## Selected passage:
I've been having too much fun this weekend to keep up. Found this summary this morning helpful: (also just read the EU just advised no one should travel to the US or Mexico)
Q&A: Why is swine flu such a big deal?
NBC's Robert Bazell sorts the facts from the fears
By Robert Bazell
Chief science and health correspondent
updated 8:01 p.m. ET, Sun., April 26, 2009
As new cases of swine flu emerge around the globe, from Ohio to Nova Scotia to New Zealand, the declaration of a "public health emergency" in the United States has further stoked fears and confusion.
NBC Chief Science and Health Correspondent Robert Bazell answers questions on the outbreak.
If this disease is like a mild flu, why is this being called a public health emergency? And why are officials in the United States concerned?
It's about the potential. It's not about what's happening right now. None of the 20 cases so far in the United States have been very serious. But the virus here is genetically identical to the strain of the virus that is killing people in Mexico.
This is a new virus so there's no natural immunity. It has the potential to spread very widely. That's what raises worries about a possible pandemic.
Don't thousands of people die from the regular flu? What's special this time around?
Generally, people who die from influenza are older people or those who already have respiratory problems. They end up dying of pneumonia. But this time around, the people who died in Mexico are younger. They are apparently healthy people in their 20s, 30s and 40s. That's a big deal. When a virus seems to preferentially affect healthy people, it suggests its a new virus and is causing an overreaction of the immune response. That's what happened with bird flu as well.
Influenza is virus that is always circulating between birds and pigs and people. Some have different genes that make them more or less infectious.
I have symptoms of the flu but haven’t recently been to Mexico? Should I go to the doctor?
Swine flu at a glance
Key developments Sunday on swine flu outbreaks:
— Deaths: 103 suspected, all in Mexico.
— Sickened: 1,614 in Mexico, suspected or confirmed; 20 confirmed in U.S.; 13 suspected in New Zealand; 6 confirmed in Canada; 7 suspected in Spain; 1 suspected in France; 1 suspected in Israel.
— Locations in Mexico: 17 states, including Mexico City, Mexico State, Veracruz, Oaxaca, Baja California and San Luis Potosi. Some, including Oaxaca, Mexico City and Baja California, have tourist areas, but authorities have not said where in these states the outbreaks occurred.
— Locations in U.S.: California, Kansas, New York, Ohio and Texas.
— Safety measures in Mexico: In Mexico City, surgical masks being given away on the subway system, public events canceled, schools and public venues closed and church services postponed. President Felipe Calderon has assumed new powers to isolate infected people.
— Safety measures worldwide: Airports screening travelers from Mexico for flu symptoms. China, Russia and Taiwan plan to put anyone with symptoms under quarantine. Hong Kong and South Korea warn against travel to Mexico City and three provinces. Italy, Poland and Venezuela advised citizens to postpone travel to affected areas of Mexico and the United States.

## Activity 1:
According to the swine flu Q&A, how many deaths were suspected, and in which country?
## Activity 2:
Carry the swine flu Q&A forward from its final line.

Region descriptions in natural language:

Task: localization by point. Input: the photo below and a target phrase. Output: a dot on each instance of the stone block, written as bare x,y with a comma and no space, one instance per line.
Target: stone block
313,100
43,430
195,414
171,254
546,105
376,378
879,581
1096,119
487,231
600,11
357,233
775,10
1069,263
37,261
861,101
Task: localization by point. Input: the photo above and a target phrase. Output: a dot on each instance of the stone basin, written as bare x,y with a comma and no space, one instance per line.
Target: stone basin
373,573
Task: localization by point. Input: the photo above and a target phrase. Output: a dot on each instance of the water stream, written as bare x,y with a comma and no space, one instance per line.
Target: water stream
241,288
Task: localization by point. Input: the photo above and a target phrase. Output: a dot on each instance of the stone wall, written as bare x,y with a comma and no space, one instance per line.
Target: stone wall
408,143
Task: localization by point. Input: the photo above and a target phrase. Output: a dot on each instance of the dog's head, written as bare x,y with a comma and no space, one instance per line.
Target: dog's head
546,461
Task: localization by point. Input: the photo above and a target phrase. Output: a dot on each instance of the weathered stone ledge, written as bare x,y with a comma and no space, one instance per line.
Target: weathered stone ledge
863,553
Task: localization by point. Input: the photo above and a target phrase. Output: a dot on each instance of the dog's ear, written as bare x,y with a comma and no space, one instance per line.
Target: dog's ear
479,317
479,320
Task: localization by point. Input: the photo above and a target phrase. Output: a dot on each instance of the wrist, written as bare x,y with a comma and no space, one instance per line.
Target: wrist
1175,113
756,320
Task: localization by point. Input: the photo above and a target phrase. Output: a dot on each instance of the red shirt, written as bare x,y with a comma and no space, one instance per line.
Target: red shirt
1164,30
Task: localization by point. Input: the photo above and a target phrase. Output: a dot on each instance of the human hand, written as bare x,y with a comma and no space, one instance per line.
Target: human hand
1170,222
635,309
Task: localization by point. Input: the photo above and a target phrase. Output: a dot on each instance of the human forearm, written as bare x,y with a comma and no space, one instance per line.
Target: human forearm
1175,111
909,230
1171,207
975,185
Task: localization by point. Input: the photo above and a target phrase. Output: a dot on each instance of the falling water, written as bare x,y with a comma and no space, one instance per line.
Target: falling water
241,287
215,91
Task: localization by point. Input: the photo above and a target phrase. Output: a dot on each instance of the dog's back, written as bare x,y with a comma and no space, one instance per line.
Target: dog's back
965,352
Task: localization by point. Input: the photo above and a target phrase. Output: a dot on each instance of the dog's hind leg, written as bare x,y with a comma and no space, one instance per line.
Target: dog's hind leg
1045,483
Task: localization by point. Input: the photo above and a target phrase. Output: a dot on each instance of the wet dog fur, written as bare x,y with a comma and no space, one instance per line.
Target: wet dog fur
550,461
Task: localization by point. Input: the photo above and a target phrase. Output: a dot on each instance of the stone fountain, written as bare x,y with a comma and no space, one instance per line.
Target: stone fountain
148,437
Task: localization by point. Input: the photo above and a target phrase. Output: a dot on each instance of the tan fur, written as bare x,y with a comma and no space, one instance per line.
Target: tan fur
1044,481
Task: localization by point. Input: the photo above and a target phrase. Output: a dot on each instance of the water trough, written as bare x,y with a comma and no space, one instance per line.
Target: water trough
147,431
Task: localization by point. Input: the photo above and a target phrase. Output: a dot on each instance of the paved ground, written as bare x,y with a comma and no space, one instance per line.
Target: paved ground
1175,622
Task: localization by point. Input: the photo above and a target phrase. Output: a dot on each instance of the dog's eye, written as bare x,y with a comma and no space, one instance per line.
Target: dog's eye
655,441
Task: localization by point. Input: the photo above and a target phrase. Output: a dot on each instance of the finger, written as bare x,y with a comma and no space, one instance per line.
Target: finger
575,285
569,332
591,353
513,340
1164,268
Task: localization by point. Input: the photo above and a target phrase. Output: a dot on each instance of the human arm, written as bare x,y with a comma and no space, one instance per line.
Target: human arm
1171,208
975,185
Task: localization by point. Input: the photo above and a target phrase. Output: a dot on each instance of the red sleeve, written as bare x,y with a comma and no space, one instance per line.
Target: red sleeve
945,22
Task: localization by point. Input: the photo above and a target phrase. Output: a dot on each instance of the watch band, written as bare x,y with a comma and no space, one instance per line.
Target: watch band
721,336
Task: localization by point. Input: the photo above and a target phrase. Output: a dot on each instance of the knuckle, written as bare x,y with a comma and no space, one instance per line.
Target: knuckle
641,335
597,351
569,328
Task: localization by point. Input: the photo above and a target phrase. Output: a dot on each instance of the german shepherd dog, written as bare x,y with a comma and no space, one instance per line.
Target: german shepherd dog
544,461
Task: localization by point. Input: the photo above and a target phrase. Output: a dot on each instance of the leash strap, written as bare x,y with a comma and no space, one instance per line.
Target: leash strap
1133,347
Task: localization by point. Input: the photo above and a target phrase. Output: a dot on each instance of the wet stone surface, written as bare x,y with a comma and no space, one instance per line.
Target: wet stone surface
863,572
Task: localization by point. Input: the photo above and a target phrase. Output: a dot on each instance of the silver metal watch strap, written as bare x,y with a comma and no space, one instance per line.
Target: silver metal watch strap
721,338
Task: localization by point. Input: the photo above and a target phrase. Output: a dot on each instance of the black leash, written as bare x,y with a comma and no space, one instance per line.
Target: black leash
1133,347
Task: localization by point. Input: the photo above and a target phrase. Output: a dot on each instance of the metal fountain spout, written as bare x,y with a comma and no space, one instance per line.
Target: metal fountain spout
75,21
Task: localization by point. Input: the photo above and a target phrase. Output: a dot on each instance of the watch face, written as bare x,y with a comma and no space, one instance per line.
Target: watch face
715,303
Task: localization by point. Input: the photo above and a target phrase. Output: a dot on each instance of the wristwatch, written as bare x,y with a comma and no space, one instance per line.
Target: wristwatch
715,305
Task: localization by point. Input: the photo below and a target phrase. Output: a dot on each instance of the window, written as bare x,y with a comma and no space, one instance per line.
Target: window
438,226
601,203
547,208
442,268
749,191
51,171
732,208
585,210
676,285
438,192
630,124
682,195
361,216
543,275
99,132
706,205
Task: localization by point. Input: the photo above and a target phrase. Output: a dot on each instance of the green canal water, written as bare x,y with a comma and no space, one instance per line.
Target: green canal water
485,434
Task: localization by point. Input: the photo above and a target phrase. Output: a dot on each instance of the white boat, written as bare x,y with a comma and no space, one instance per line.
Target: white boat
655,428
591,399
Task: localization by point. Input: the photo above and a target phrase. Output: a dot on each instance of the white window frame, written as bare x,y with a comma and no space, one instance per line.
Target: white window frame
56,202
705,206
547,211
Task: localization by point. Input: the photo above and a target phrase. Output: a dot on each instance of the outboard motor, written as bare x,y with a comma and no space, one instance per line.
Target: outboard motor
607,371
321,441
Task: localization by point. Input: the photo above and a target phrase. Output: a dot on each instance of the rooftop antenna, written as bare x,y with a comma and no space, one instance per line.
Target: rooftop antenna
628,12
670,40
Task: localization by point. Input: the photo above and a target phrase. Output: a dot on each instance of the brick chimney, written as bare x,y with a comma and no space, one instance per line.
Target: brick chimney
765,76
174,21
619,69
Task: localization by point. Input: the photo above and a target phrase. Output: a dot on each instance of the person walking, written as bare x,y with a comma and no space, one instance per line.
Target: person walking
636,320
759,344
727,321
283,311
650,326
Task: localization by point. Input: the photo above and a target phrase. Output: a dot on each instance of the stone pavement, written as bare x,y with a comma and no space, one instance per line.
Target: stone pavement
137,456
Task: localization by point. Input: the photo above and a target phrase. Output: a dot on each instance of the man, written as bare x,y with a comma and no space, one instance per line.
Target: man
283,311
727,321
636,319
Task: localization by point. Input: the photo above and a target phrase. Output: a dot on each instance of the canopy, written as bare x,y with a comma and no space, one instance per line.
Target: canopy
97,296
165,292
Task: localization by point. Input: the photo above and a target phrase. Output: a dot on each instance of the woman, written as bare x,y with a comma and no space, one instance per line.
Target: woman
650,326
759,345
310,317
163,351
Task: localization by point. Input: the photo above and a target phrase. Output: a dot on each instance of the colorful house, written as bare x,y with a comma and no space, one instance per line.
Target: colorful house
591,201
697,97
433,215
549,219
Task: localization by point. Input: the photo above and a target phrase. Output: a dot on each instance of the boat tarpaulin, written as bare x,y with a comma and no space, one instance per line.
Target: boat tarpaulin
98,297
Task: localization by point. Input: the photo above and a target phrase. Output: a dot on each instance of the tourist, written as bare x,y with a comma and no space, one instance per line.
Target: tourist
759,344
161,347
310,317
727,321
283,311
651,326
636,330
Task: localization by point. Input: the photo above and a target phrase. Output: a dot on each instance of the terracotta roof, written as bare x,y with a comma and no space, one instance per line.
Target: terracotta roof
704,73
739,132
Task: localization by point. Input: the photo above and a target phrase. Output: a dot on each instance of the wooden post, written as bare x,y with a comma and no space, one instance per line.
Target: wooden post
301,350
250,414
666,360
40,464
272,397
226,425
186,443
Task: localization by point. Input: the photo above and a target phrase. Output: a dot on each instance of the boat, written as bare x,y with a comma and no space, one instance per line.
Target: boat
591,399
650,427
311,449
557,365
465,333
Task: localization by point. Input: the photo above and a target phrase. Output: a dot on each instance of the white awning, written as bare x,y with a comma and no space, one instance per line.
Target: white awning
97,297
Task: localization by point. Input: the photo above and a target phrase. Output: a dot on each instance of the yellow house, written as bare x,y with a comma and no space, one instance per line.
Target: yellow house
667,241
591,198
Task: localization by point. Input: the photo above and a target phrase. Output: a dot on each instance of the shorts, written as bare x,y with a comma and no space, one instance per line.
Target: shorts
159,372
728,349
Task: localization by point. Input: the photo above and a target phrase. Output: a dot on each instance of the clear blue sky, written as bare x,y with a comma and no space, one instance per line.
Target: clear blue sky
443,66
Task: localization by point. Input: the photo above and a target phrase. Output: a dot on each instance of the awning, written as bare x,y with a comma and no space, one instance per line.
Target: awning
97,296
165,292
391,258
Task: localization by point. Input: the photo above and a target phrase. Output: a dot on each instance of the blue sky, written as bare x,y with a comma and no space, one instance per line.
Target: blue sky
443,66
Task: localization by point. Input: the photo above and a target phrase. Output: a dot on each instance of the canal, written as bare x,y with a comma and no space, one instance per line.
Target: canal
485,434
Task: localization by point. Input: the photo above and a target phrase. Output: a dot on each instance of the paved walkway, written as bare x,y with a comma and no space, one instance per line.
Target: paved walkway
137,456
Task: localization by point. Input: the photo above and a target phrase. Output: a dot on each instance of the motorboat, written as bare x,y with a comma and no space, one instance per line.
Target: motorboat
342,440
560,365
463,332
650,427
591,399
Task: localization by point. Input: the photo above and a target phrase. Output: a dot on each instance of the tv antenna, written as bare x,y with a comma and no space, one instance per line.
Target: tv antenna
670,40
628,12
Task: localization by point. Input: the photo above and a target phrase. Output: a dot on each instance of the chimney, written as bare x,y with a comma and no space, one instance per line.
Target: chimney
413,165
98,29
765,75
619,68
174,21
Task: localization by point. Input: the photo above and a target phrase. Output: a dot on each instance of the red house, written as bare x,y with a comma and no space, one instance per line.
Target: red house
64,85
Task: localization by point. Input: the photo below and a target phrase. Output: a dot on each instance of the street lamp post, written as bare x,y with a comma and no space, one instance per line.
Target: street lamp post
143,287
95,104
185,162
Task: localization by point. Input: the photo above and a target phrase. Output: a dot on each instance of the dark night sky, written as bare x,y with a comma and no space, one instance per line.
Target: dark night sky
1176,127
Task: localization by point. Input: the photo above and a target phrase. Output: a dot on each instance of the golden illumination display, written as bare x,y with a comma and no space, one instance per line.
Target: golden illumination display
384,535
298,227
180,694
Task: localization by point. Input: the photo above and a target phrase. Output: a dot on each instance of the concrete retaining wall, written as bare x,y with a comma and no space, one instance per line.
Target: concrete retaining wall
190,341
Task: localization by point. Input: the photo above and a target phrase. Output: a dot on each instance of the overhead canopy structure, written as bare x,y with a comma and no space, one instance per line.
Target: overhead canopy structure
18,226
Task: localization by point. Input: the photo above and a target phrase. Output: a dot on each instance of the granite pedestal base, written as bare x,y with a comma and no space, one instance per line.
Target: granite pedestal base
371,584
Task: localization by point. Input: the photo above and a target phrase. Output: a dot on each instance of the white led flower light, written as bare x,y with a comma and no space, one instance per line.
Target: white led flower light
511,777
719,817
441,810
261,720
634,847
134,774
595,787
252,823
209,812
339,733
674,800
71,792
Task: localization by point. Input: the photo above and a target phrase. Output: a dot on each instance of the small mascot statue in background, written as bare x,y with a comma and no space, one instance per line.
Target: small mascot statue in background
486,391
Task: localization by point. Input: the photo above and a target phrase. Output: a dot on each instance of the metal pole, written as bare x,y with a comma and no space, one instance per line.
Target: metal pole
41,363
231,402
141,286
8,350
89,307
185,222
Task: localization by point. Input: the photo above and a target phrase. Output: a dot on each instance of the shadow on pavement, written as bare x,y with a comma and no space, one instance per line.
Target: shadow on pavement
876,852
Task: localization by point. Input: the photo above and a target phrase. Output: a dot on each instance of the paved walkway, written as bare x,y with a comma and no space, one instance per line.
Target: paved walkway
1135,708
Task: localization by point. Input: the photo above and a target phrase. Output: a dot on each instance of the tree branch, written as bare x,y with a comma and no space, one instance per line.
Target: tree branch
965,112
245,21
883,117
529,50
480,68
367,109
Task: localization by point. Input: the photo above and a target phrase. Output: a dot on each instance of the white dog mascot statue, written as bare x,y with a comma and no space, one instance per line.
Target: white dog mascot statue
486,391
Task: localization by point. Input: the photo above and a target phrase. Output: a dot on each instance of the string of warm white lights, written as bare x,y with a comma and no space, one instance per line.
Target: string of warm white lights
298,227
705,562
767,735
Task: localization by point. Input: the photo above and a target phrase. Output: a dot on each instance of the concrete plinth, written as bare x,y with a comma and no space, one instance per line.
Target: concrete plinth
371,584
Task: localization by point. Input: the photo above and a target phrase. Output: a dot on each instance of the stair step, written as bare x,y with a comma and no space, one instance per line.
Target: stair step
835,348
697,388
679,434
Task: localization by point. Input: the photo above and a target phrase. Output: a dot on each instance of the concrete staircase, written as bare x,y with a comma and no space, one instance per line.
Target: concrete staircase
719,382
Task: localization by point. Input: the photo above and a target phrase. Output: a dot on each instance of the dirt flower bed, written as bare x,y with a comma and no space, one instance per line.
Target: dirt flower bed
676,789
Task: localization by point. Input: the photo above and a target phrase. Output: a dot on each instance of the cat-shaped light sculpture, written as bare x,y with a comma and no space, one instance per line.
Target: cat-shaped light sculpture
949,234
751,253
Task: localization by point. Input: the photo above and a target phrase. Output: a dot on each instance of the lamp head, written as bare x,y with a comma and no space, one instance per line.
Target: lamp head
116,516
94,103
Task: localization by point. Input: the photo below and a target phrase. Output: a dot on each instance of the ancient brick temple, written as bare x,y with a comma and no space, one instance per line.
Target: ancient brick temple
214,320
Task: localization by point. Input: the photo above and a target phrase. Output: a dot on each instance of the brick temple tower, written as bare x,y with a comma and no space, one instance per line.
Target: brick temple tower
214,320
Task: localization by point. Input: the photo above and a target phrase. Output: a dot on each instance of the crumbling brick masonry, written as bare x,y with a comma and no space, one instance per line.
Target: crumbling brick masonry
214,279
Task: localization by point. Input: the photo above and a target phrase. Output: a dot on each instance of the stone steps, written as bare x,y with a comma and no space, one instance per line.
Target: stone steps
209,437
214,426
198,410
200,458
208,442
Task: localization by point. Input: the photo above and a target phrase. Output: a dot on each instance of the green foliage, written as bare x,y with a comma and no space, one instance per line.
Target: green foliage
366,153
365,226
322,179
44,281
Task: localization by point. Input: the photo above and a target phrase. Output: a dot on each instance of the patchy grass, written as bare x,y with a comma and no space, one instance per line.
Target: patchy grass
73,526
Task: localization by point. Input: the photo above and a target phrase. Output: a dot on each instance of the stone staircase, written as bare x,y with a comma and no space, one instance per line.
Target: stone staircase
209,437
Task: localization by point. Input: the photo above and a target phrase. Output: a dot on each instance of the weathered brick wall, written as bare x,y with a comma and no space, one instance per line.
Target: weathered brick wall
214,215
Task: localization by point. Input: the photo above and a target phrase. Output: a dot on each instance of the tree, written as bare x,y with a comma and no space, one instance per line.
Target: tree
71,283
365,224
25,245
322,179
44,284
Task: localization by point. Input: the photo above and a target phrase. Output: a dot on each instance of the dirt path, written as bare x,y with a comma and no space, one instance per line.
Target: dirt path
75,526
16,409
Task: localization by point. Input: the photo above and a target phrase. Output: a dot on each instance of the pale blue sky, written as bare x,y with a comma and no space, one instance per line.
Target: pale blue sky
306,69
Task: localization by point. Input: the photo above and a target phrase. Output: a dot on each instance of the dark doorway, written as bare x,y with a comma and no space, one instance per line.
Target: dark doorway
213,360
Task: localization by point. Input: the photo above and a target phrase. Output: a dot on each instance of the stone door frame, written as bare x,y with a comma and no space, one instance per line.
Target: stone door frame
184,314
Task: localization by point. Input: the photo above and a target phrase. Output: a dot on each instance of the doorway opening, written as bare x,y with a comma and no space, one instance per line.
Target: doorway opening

## Written reply 1:
103 suspected deaths, all in Mexico.

## Written reply 2:
— Safety measures in U.S: Roughly 12 million doses of Tamiflu being moved from federal stockpile for delivery to states. Travelers at border being asked about travel to flu-stricken areas. St. Francis Preparatory School in New York, where eight cases are confirmed, will be closed Monday and Tuesday.
Source: The Associated Press
You should go to the doctor if you have a fever or are really sick, for instance if you have difficulty breathing, even if you haven't been to Mexico.
The cases in the U.S. are not just among people who have been to Mexico. And the cases in the U.S. are so geographically dispersed and with no obvious connection to each other, that it seems this virus has already spread widely in the United States.
We shouldn’t start overwhelming emergency rooms or doctors' offices with every little sniffle or cough. But fever is the main thing. If you had the flu bad enough to start endangering you, you would feel so awful you would want to go to the doctor anyway.
You should also follow flu etiquette. If you are sick, you should stay home from work or school and limit contact with others.
Why is the disease so much more serious in Mexico than here?
Probably because it started in Mexico. That's going to become a big issue over time. There's supposed to be a pandemic prevention plan to contain a new flu virus by giving people in surrounding area Tamiflu. But it has obviously been spreading in Mexico for up to a month. The new strain of swine flu was discovered in California before the U.S. even knew about cases in Mexico. The virus could also be mutating.
Why is there so much uncertainty about what happens next?
Every epidemic has its own behavior. There's really no way of predicting. This could really just fade out or it could become very serious. Right now we are in a period of great uncertainty. In public health, that's the hardest thing.